§ 任务说明
把下面这些行转成一个 JSON 字符串列表，每一行对应一个字符串，空行略去。

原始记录
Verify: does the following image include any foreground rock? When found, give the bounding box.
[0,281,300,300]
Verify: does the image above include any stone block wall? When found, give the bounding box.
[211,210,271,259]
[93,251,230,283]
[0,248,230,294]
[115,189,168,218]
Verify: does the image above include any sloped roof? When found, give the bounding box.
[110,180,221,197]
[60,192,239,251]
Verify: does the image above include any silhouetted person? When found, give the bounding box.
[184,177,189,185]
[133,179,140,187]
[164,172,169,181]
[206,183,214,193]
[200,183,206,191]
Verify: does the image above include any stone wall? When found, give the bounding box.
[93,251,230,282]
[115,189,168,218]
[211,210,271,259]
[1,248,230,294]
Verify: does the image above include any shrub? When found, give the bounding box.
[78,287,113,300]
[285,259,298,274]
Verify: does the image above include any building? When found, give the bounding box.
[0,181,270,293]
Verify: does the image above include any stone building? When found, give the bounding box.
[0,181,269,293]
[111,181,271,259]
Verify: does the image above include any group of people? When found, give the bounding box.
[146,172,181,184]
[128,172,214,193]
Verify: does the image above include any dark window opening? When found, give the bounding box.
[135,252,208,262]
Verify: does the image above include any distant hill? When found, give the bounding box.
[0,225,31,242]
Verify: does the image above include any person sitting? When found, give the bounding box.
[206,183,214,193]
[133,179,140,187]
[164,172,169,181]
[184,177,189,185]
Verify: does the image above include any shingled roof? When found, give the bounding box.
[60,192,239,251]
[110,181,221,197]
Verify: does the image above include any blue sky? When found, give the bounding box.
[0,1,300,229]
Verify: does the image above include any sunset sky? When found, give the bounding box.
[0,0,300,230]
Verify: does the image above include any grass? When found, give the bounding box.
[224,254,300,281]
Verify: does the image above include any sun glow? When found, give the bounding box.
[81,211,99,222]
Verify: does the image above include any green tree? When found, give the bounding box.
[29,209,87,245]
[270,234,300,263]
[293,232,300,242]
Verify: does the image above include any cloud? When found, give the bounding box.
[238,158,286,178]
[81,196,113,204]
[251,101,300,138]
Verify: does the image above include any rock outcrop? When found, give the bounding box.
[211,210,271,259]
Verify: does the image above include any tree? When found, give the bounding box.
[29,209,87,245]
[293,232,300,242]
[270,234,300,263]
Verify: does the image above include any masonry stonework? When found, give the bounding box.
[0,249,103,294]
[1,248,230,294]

§ 参考答案
[
  "Verify: does the following image include any foreground rock? When found, give the bounding box.",
  "[0,281,300,300]",
  "Verify: does the image above include any stone block wall? When found, give the bounding box.",
  "[211,210,271,259]",
  "[93,251,230,283]",
  "[0,248,230,294]",
  "[115,189,168,218]",
  "Verify: does the image above include any sloped roof? When found, give the bounding box.",
  "[110,180,221,197]",
  "[60,192,239,251]",
  "Verify: does the image above include any silhouetted person? When found, give the bounding box.",
  "[184,177,189,185]",
  "[133,179,140,187]",
  "[164,172,169,181]",
  "[206,183,214,193]",
  "[200,183,206,191]",
  "Verify: does the image above include any stone wall? When found, give the bounding box.",
  "[93,251,230,282]",
  "[115,189,168,218]",
  "[211,210,271,259]",
  "[1,248,230,294]",
  "Verify: does the image above include any shrub? When found, give the bounding box.",
  "[78,287,113,300]",
  "[285,259,298,274]",
  "Verify: does the image above include any building? When found, give the bounding box.",
  "[0,181,270,293]",
  "Verify: does the image above include any stone building? When found, give the bounding box.",
  "[0,181,269,293]",
  "[111,181,271,259]",
  "Verify: does the image above include any group of people? When found, give the bounding box.",
  "[146,172,181,184]",
  "[128,172,214,193]",
  "Verify: does the image above include any dark window opening? When found, give the bounding box.",
  "[135,252,208,262]",
  "Verify: does the image above include any distant hill? When found, give the bounding box.",
  "[0,225,31,242]",
  "Verify: does the image above include any person sitting? When found, give the bounding box.",
  "[206,183,214,193]",
  "[133,179,140,187]",
  "[164,172,169,181]",
  "[184,177,189,185]",
  "Verify: does the image above include any shingled roof? When found, give the bounding box.",
  "[60,192,239,251]",
  "[110,181,221,197]",
  "Verify: does the image above include any blue sky? When found, give the bounding box.",
  "[0,1,300,229]",
  "Verify: does the image above include any sunset sky? When found, give the bounding box.",
  "[0,0,300,230]",
  "Verify: does the image above include any grass? When found, give the bounding box.",
  "[224,254,300,281]",
  "Verify: does the image above include any sun glow? When found, give the bounding box.",
  "[81,211,99,222]",
  "Verify: does the image above include any green tree? When found, give the bounding box.",
  "[29,209,87,245]",
  "[270,234,300,263]",
  "[293,232,300,242]",
  "Verify: does the image above include any cloud? When found, give the bounding box.",
  "[238,158,286,178]",
  "[81,196,113,204]",
  "[251,101,300,138]",
  "Verify: does the image above include any rock outcrop? When found, give the bounding box.",
  "[211,210,271,259]",
  "Verify: does the image above include any tree? When found, give the bounding box.",
  "[29,209,87,245]",
  "[293,232,300,242]",
  "[270,234,300,263]",
  "Verify: does the image above include any masonry stonework? When found, give the bounding box.",
  "[0,249,103,294]",
  "[1,248,230,294]"
]